This code is totally valid code and should still work and with what you are proposing it would not.
Worse yet, something like this would explode at runtime but pass type checking with what is being proposed here.
class Comment < ApplicationRecord
before_validation :transform_post_id
def transform_post_id
self.post_id = self.post_id + 1
end
end
comment = Comment.find(1)
comment.post_id = nil
comment.valid?
I don't think the type system should lie about the runtime behavior of the system.
This code is totally valid code and should still work and with what you are proposing it would not.
Fair, but how common would that use-case be? And what if it could be solved with a T.cast(comment, Unpersisted::MyObject)?
Worse yet, something like this would explode at runtime but pass type checking with what is being proposed here.
I'm not sure I follow this one, the last three lines are the same as the example above which we agreed would not pass type-checking, so I guess there's a typo in the code unless I'm missing something obvious 🤔
Anyway, I completely understand the "the type system shouldn't lie" position and honestly it's hard to argue against it. My point I guess is: is it right to cause friction on development for the sake of correctness? From my standpoint, I'd favour a solution that might sacrifice some correctness if it helps improving the experience of the majority of cases.

_ENTRIES SHOWN:_
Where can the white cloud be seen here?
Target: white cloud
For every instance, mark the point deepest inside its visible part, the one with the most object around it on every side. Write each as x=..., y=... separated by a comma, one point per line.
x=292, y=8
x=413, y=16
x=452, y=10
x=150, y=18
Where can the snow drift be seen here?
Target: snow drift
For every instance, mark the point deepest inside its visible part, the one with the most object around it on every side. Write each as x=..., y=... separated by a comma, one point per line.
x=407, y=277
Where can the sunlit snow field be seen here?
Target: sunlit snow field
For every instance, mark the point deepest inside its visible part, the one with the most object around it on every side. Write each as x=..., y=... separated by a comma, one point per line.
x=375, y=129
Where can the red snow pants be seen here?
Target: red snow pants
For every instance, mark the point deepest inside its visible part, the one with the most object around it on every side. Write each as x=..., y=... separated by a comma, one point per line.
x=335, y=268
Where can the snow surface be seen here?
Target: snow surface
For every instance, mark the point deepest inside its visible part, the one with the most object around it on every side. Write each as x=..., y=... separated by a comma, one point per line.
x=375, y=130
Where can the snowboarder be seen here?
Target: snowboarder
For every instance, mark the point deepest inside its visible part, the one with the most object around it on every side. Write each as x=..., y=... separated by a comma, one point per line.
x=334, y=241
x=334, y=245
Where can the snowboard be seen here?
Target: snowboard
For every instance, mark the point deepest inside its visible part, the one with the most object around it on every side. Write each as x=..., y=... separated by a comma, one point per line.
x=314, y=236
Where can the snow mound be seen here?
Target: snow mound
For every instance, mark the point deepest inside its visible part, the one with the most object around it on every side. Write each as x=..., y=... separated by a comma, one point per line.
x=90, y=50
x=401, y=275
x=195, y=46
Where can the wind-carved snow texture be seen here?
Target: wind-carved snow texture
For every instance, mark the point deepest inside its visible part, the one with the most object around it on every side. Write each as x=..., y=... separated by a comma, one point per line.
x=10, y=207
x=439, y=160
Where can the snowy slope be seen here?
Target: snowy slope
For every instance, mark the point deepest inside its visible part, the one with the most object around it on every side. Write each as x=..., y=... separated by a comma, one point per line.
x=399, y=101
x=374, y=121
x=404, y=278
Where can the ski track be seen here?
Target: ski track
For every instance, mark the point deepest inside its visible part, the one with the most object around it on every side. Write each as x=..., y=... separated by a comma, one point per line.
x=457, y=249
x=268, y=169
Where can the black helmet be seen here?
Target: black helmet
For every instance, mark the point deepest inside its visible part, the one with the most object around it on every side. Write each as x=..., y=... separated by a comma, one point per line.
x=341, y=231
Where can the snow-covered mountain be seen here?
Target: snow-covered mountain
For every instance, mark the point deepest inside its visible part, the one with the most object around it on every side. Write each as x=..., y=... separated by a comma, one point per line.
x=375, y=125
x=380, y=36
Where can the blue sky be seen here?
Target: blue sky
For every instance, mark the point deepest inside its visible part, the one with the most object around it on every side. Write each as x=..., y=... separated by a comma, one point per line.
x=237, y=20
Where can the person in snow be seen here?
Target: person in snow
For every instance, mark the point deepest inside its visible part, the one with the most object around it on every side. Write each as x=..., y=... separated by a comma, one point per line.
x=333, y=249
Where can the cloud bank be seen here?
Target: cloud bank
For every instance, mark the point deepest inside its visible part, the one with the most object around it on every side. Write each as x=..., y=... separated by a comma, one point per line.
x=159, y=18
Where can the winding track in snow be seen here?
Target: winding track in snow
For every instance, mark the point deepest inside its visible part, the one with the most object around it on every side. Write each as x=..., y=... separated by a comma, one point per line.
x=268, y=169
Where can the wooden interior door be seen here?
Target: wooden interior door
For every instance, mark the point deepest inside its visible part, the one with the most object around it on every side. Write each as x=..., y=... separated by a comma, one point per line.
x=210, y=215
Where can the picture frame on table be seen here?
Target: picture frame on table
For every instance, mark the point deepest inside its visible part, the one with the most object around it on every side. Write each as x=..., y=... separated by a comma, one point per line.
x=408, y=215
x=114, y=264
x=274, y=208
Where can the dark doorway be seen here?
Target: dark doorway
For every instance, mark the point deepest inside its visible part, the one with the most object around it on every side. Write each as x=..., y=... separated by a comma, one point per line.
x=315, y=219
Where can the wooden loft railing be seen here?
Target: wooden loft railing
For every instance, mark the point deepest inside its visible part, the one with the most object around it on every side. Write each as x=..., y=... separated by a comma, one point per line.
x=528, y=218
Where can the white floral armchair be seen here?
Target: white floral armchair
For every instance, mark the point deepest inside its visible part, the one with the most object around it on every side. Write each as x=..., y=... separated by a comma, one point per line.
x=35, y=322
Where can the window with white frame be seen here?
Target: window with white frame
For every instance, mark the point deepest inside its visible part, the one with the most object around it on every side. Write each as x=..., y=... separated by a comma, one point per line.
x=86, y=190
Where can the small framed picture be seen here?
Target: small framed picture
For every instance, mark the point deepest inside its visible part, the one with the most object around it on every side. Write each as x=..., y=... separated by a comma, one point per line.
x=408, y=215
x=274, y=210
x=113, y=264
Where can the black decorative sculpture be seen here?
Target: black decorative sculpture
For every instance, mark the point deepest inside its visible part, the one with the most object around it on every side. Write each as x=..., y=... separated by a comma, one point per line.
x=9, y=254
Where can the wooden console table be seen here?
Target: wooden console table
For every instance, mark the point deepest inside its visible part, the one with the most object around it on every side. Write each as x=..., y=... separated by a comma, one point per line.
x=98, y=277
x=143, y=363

_WORK INSTRUCTIONS:_
(A) In the type-checking thread, what call does the reply suggest might solve the use case?
(B) Write out the passage from the type-checking thread starting at "class Comment <" and ending at "of the system.".
(C) Add the next part of the type-checking thread, picking up after its last sentence.
The data comes from a separate source.

_RESULTS FOR EACH TASK:_
(A) T.cast(comment, Unpersisted::MyObject)

(B)
class Comment < ApplicationRecord
before_validation :transform_post_id
def transform_post_id
self.post_id = self.post_id + 1
end
end
comment = Comment.find(1)
comment.post_id = nil
comment.valid?
I don't think the type system should lie about the runtime behavior of the system.

(C)
For example (which might relate to your second snippet above), I'd prefer dealing with an immutable object retrieved from the DB but that it gives me some guarantees, rather than having to deal with constant nullability.
To achieve that, we could make all setters forbidden (e.g. post_id= or assign_attributes) on persisted object, and if you do need to make changes then type casting or even re-instantiation might be needed.
Now that I said that out loud, I wonder if this might pair well with readonly! 😲
Anyway, I completely understand the "the type system shouldn't lie" position
I think tapioca as a community has already taken the position that accuracy is more important than ergonomics, for better or worse.
I think the proper way to handle this dichotomy is to allow this as a configuration option. I think many would agree that the convenience here is worth the slightly less accurate typing, as evidenced by the number of questions, issues, etc that come up concerning the default nil-able types generated for active record models with non-nil validations (or non-null column constraints). Those of us who feel that way should be able to toggle tapioca into a more relaxed type system.
Ultimately, sorbet was built to enable higher developer productivity and improved developer experience.
Making this configurable would definitely make everyone happy, but as an OSS maintainer myself, I know that's the easiest way to get things harder to maintain. So happy to leave this open a bit more to facilitate discussion, this is not a bug anyway (and to that end, happy to turn this into a Discussion if you prefer)
Rather than making another configuration option for this in Tapioca, can't you disable the default DSL compiler and provide your own with the behavior that suits you?
@Morriar - Yes, that's of course an option, although... it requires a heavy lift and would need to be maintained in parallel with the default one.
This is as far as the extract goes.